## Exercise goal
When you return the entries, keep every word and mark exactly as it is.

Point-per-instance localization data:
######
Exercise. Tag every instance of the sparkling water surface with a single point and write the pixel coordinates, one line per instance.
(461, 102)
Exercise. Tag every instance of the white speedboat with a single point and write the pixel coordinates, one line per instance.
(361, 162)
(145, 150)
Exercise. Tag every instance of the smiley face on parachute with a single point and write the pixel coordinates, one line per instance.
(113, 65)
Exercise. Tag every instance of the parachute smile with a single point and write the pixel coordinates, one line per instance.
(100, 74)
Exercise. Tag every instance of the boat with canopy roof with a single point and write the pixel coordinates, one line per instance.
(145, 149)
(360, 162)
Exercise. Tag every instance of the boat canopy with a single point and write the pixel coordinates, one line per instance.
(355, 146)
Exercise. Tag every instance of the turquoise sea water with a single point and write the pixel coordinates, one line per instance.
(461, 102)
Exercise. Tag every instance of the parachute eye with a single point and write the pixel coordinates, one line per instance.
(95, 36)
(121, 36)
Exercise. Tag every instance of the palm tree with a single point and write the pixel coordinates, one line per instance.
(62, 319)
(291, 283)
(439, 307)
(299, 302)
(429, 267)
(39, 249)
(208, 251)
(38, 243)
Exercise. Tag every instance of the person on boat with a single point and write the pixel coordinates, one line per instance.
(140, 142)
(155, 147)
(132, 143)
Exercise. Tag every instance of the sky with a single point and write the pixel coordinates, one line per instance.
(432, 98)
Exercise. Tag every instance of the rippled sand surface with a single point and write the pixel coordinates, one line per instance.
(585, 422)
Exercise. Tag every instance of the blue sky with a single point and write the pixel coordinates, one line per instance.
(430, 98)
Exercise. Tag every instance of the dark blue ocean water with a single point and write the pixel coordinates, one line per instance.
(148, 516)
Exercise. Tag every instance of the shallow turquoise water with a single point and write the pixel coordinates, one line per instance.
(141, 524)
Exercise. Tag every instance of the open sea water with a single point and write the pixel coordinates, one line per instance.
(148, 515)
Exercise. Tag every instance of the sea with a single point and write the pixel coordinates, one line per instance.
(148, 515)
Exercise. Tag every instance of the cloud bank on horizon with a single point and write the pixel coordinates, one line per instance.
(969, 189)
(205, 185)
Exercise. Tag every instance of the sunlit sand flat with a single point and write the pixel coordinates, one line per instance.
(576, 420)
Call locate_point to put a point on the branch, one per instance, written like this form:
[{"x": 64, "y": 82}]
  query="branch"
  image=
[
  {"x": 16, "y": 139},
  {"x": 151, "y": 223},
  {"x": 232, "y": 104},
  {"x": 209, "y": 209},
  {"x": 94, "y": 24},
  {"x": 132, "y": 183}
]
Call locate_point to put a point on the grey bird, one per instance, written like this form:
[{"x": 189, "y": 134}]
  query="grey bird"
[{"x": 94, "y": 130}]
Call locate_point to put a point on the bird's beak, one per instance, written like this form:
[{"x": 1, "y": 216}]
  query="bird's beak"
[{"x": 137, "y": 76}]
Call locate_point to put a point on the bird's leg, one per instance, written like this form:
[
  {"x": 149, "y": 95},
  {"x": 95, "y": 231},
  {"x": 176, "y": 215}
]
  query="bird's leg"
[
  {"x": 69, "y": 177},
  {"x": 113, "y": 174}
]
######
## Reply to the task
Exercise. Tag every instance of the sparkling water surface with a single point and write the pixel coordinates, one line per instance.
(461, 102)
Exercise. Tag every instance of the white speedboat with a single point and write the pixel coordinates, one line per instance.
(361, 162)
(145, 150)
Exercise. Tag every instance of the smiley face on parachute with a single point and write the pixel coordinates, one line per instance.
(113, 65)
Exercise. Tag every instance of the parachute smile with a single point and write the pixel coordinates, one line per instance.
(100, 74)
Exercise. Tag every instance of the boat with canopy roof with a single point and write the pixel coordinates, one line per instance.
(145, 149)
(360, 162)
Exercise. Tag every instance of the boat canopy with a single point and write the pixel coordinates, one line per instance.
(355, 146)
Exercise. Tag every instance of the turquoise sea water with a single point and write the pixel coordinates, one line per instance.
(461, 102)
Exercise. Tag every instance of the parachute eye with a single point and write the pixel coordinates, one line per instance.
(95, 36)
(121, 36)
Exercise. Tag every instance of the palm tree with a single point and write the pixel coordinates, one line per instance.
(62, 319)
(291, 283)
(439, 307)
(299, 302)
(429, 267)
(39, 249)
(208, 251)
(38, 243)
Exercise. Tag every instance of the person on boat with a single point and write the pixel coordinates, one line per instance.
(140, 142)
(155, 147)
(132, 143)
Exercise. Tag every instance of the sky with a single point and write the pixel coordinates, one line per instance.
(432, 98)
Exercise. Tag every instance of the rippled sand surface with a single point and write the pixel coordinates, one line per instance.
(585, 422)
Exercise. Tag every instance of the blue sky with a single point and write the pixel coordinates, one line per instance.
(430, 98)
Exercise. Tag every instance of the dark blue ocean water with a single point and write the pixel coordinates, one line per instance.
(148, 516)
Exercise. Tag every instance of the shallow turquoise water with a single point and write the pixel coordinates, one line per instance.
(141, 524)
Exercise. Tag every instance of the open sea water with a single point and write the pixel coordinates, one line per instance.
(148, 515)
Exercise. Tag every instance of the sea with a single point and write the pixel coordinates, one line per instance.
(148, 515)
Exercise. Tag every instance of the cloud bank on horizon with a single point and write the pixel coordinates, one line per instance.
(969, 189)
(205, 185)
Exercise. Tag every instance of the sunlit sand flat with a single point and write the pixel coordinates, one line per instance.
(576, 420)
Call locate_point to put a point on the branch, one per instance, written like this form:
[{"x": 64, "y": 82}]
  query="branch"
  image=
[
  {"x": 16, "y": 139},
  {"x": 151, "y": 223},
  {"x": 232, "y": 104},
  {"x": 209, "y": 209},
  {"x": 94, "y": 24},
  {"x": 132, "y": 183}
]
Call locate_point to put a point on the grey bird, one per instance, written like this form:
[{"x": 189, "y": 134}]
  query="grey bird"
[{"x": 94, "y": 130}]
Call locate_point to put a point on the bird's beak, one per instance, written like this form:
[{"x": 1, "y": 216}]
  query="bird's beak"
[{"x": 137, "y": 76}]
Call locate_point to put a point on the bird's leg, one per instance, written like this form:
[
  {"x": 149, "y": 95},
  {"x": 95, "y": 231},
  {"x": 176, "y": 215}
]
  query="bird's leg"
[
  {"x": 69, "y": 177},
  {"x": 113, "y": 174}
]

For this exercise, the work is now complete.